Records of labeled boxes
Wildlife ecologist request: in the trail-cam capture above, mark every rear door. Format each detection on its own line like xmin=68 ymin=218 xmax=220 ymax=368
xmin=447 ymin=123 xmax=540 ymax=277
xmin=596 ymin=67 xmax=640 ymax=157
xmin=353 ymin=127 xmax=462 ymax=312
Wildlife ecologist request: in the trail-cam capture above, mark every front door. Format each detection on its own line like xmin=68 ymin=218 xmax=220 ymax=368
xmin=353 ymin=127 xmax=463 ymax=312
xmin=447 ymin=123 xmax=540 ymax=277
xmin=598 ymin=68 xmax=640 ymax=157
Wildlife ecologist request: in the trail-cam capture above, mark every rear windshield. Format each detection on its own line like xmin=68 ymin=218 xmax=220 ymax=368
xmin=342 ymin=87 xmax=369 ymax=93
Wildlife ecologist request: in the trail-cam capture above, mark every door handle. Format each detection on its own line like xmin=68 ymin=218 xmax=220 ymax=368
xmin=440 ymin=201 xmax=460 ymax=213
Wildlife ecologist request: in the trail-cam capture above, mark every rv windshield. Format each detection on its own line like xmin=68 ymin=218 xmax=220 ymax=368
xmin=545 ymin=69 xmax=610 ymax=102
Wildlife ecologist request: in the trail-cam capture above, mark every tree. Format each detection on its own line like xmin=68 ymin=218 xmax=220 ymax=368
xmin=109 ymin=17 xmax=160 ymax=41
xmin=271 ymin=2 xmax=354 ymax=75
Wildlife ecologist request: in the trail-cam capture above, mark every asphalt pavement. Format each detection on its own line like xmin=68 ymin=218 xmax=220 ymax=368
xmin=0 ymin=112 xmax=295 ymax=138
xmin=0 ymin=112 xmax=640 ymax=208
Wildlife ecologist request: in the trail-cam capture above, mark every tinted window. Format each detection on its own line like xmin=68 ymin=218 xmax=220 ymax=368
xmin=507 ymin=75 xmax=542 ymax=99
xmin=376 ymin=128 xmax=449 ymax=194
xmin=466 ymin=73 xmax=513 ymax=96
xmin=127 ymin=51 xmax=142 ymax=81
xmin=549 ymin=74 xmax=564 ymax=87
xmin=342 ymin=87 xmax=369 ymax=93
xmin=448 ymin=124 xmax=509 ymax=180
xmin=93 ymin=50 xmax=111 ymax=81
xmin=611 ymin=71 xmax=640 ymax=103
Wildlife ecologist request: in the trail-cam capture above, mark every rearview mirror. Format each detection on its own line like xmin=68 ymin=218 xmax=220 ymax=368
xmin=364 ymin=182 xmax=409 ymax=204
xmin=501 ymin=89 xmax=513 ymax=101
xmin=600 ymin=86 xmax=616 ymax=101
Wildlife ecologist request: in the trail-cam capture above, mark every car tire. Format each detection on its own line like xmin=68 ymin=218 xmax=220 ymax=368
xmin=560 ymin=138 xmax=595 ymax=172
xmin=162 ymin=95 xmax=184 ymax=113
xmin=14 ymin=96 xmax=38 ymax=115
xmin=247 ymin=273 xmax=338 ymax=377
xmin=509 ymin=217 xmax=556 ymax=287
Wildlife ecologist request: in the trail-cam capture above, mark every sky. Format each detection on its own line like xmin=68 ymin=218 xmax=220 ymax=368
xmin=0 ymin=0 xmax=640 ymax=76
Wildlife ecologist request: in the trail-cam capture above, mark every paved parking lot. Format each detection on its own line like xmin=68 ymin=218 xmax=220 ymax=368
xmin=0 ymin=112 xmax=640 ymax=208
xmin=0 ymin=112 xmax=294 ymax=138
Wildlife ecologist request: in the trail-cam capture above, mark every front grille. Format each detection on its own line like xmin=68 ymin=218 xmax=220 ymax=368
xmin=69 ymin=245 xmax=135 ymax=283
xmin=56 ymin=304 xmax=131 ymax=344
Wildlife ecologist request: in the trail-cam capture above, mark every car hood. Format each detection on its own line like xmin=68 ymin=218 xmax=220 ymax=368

### STATED TASK
Please repeat every one of the entries above verbatim, from the first to the last.

### CORRECT RESPONSE
Wildlife ecologist request: in the trail-cam capture above, mark every rear door. Format each detection on its own line like xmin=68 ymin=218 xmax=220 ymax=368
xmin=447 ymin=123 xmax=540 ymax=277
xmin=596 ymin=67 xmax=640 ymax=157
xmin=353 ymin=127 xmax=462 ymax=312
Wildlife ecologist request: in the trail-cam capture above, mark every front door. Format each detection on its own line like xmin=68 ymin=218 xmax=220 ymax=368
xmin=353 ymin=127 xmax=463 ymax=312
xmin=447 ymin=123 xmax=540 ymax=277
xmin=598 ymin=68 xmax=640 ymax=157
Wildlife ecologist request: in the trail-cam capture above, mark every rear windshield. Format each detection on its own line like xmin=68 ymin=218 xmax=220 ymax=368
xmin=342 ymin=87 xmax=369 ymax=93
Wildlife ecologist request: in the trail-cam capture above, mark every door handle. Format each detection on its own line like xmin=68 ymin=218 xmax=220 ymax=368
xmin=440 ymin=201 xmax=460 ymax=213
Wildlife ecologist request: in the trail-cam capture above, mark every rv windshield. Format each detection on its own line like xmin=68 ymin=218 xmax=220 ymax=368
xmin=545 ymin=69 xmax=610 ymax=102
Wildlife ecologist request: in the trail-cam capture above, mark every tree. Format each detection on its own line like xmin=68 ymin=218 xmax=220 ymax=368
xmin=109 ymin=17 xmax=160 ymax=41
xmin=271 ymin=2 xmax=354 ymax=75
Wildlife ecologist request: in the trail-cam capture above, mark every asphalt pavement. Format each detection on its own line like xmin=68 ymin=218 xmax=220 ymax=368
xmin=0 ymin=112 xmax=295 ymax=138
xmin=0 ymin=112 xmax=640 ymax=208
Wildlife ecologist request: in the trail-cam capture above, mark every tinted window. Format each detection on its own line like xmin=68 ymin=218 xmax=220 ymax=368
xmin=507 ymin=75 xmax=542 ymax=99
xmin=376 ymin=128 xmax=449 ymax=194
xmin=466 ymin=73 xmax=513 ymax=96
xmin=127 ymin=51 xmax=142 ymax=81
xmin=549 ymin=74 xmax=564 ymax=87
xmin=342 ymin=87 xmax=369 ymax=93
xmin=448 ymin=124 xmax=509 ymax=180
xmin=93 ymin=50 xmax=111 ymax=81
xmin=611 ymin=71 xmax=640 ymax=103
Wildlife ecologist request: in the trail-cam capture above, mark every rearview mirror. Format each detection on its own line like xmin=68 ymin=218 xmax=220 ymax=368
xmin=364 ymin=182 xmax=409 ymax=204
xmin=501 ymin=89 xmax=513 ymax=101
xmin=600 ymin=86 xmax=616 ymax=101
Wildlife ecologist request: in the trail-cam capture above, mark every car tire. Format each detection on its own line like xmin=68 ymin=218 xmax=220 ymax=368
xmin=560 ymin=138 xmax=595 ymax=172
xmin=162 ymin=95 xmax=184 ymax=113
xmin=14 ymin=96 xmax=38 ymax=115
xmin=247 ymin=273 xmax=338 ymax=377
xmin=509 ymin=217 xmax=556 ymax=287
Wildlife ecologist request: in the trail-cam capture above, mark every sky. Format each detection on its own line like xmin=68 ymin=218 xmax=220 ymax=368
xmin=0 ymin=0 xmax=640 ymax=76
Wildlife ecologist request: in the trail-cam capture above, mark every paved parking lot. Format each detection on its own line like xmin=68 ymin=218 xmax=220 ymax=368
xmin=0 ymin=112 xmax=640 ymax=208
xmin=0 ymin=112 xmax=294 ymax=138
Wildlife ecologist request: in the trail-cam capture above, mark every front grille. Format each detection on its own line like xmin=68 ymin=218 xmax=220 ymax=368
xmin=69 ymin=245 xmax=135 ymax=283
xmin=56 ymin=304 xmax=131 ymax=344
Wildlife ecologist request: in the trail-cam capture above, mark every car hood. Format each detection on its own line like xmin=68 ymin=218 xmax=220 ymax=368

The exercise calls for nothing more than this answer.